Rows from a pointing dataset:
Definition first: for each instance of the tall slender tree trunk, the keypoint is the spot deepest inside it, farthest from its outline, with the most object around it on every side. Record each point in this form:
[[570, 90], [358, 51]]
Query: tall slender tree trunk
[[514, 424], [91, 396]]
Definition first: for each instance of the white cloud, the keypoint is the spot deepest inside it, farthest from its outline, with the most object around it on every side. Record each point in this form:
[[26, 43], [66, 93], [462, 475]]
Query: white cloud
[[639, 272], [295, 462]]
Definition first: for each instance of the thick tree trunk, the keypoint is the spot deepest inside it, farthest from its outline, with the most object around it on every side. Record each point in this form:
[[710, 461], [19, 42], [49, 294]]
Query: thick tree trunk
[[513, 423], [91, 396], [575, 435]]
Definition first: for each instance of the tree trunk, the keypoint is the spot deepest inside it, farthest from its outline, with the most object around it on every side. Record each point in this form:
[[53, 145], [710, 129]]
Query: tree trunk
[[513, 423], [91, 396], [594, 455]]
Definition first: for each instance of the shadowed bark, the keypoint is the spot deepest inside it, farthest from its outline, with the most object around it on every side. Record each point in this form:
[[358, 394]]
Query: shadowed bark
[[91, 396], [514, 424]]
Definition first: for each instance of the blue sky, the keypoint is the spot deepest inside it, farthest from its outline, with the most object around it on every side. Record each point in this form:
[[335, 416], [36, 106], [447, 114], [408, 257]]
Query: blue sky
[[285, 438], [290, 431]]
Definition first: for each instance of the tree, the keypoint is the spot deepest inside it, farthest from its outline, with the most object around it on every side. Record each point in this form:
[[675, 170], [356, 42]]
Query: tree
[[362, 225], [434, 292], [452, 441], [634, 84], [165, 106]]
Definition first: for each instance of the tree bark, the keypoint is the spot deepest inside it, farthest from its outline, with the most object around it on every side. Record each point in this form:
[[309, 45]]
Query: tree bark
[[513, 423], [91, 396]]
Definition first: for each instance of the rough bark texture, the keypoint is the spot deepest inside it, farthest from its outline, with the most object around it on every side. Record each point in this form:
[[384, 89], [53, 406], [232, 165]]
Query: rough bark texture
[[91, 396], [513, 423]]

Objective:
Rewrite all of the rows above, swapping "Query" for "Target" everywhere and leaving everything else unchanged.

Solution to the problem:
Definition first: for each instance of the tall slender tree trunk, the keypoint is the spot deepest inside it, farthest from its outline, with the most object around it on every side. Record each point in this form:
[[570, 90], [358, 51]]
Target: tall slender tree trunk
[[514, 424], [91, 396]]
Definition first: for each instance of the white cloud, the keypoint is the spot deepest inside it, farthest from its outline, with the most object around it on every side. Record each point in this form:
[[26, 43], [66, 93], [462, 475]]
Target: white cloud
[[639, 272], [295, 462]]
Definition first: for each instance of the thick tree trunk, the keypoint is the spot deepest inside it, farthest from its outline, with the most object around it on every side. Record each point in this form:
[[710, 461], [19, 42], [49, 294]]
Target: thick tree trunk
[[513, 423], [91, 396], [575, 435]]
Definition first: for each instance of the tree trunk, the keypoint is the spot deepest inside it, farthest from its outline, with the most object around it on every side. Record each point in this form:
[[53, 145], [710, 129]]
Target: tree trunk
[[513, 423], [91, 396], [594, 455]]
Definition first: for each instance of the shadowed bark, the keypoint is the spot deepest inside it, farthest from its outline, with the most object around it on every side. Record each point in this form:
[[358, 394]]
Target: shadowed bark
[[91, 396], [514, 424]]
Definition first: for each instance of the blue sky, the keypoint is the spot deepest inside it, farthest from its outline, with the most object around it on every side. Record each point in this form:
[[335, 416], [36, 106], [447, 114], [408, 257]]
Target: blue sky
[[285, 438], [290, 431]]
Definition first: for each instance of the tree, the keypoint is the spot deepest inside it, farthest from its outline, with the most object around it on every side. Record each point in this form:
[[675, 170], [356, 42]]
Target: tree
[[362, 225], [434, 292], [452, 441], [634, 84], [165, 106]]
Definition first: for each instance of the tree bark, the keypoint is the spot deepest inside it, farthest from its outline, with the most object around it on every side. Record each point in this form:
[[309, 45]]
Target: tree bark
[[513, 423], [91, 396]]
Definition first: for each instance of the rough bark texture, the keypoint is the spot deepest inside it, farthest from its outline, with the most object around it on every side. Record each point in this form:
[[384, 89], [53, 406], [232, 165]]
Target: rough bark texture
[[91, 396], [513, 423]]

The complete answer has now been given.